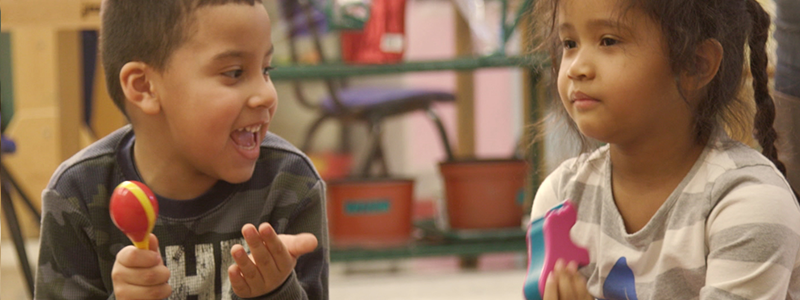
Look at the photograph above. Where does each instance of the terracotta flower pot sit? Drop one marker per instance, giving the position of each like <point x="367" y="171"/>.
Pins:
<point x="370" y="212"/>
<point x="484" y="194"/>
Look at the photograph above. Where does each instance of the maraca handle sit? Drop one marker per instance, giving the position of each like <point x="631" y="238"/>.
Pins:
<point x="548" y="241"/>
<point x="144" y="244"/>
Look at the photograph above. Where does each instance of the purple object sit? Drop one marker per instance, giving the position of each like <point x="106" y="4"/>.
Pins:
<point x="382" y="98"/>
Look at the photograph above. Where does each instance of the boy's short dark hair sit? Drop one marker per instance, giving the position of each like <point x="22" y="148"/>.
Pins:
<point x="147" y="31"/>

#### TASK GOAL
Give back exactly the lines from the line containing "of the boy's" to the end of the entries, and no other lines.

#### RESPONSE AREA
Look at the photograph above. Where does each instance of the boy's short dark hair sit? Drop one marker per instance, giving the position of each like <point x="22" y="148"/>.
Pins:
<point x="147" y="31"/>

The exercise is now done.